● Task description
Rewrite every entry below with "bokeh light spot" switched to "out-of-focus highlight", leaving everything else as it is.

※ ※ ※

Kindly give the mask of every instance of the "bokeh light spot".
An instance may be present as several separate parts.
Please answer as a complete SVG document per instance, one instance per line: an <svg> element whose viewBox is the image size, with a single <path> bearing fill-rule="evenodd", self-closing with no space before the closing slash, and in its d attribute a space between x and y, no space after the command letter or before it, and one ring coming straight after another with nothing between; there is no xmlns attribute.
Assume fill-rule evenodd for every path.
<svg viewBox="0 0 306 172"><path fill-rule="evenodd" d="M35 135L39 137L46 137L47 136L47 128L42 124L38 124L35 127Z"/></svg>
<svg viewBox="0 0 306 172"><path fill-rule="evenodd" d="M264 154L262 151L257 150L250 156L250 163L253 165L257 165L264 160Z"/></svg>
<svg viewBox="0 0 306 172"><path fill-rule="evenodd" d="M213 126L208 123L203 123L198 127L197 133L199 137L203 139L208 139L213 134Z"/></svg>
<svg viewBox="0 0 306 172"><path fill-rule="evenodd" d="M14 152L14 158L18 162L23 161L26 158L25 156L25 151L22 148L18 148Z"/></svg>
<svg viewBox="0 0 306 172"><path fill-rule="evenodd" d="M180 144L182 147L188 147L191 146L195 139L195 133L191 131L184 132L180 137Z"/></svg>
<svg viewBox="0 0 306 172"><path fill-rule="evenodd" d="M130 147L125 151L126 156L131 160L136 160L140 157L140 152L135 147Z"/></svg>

※ ※ ※

● Solution for this problem
Kindly give the mask of every instance of the "out-of-focus highlight".
An instance may be present as several separate parts.
Please answer as a complete SVG document per instance, one instance per line: an <svg> element whose viewBox is the image size, with a single <path> bearing fill-rule="evenodd", self-closing with no space before the closing slash, and in its d attribute a space between x and y, no space after the command letter or before it, and one ring coming straight after another with nothing between; there is no xmlns attribute.
Assume fill-rule evenodd for every path.
<svg viewBox="0 0 306 172"><path fill-rule="evenodd" d="M35 135L39 137L46 137L47 136L47 128L42 124L38 124L35 127Z"/></svg>
<svg viewBox="0 0 306 172"><path fill-rule="evenodd" d="M264 154L262 151L257 150L250 156L250 163L253 165L257 165L264 160Z"/></svg>
<svg viewBox="0 0 306 172"><path fill-rule="evenodd" d="M213 126L208 123L203 123L198 127L197 133L199 137L203 139L208 139L213 134Z"/></svg>
<svg viewBox="0 0 306 172"><path fill-rule="evenodd" d="M14 152L14 158L18 162L23 161L26 158L25 156L25 151L22 148L18 148Z"/></svg>
<svg viewBox="0 0 306 172"><path fill-rule="evenodd" d="M180 144L182 147L188 147L191 146L195 139L195 133L191 131L184 132L180 137Z"/></svg>
<svg viewBox="0 0 306 172"><path fill-rule="evenodd" d="M130 147L125 151L126 156L131 160L136 160L140 157L140 152L135 147Z"/></svg>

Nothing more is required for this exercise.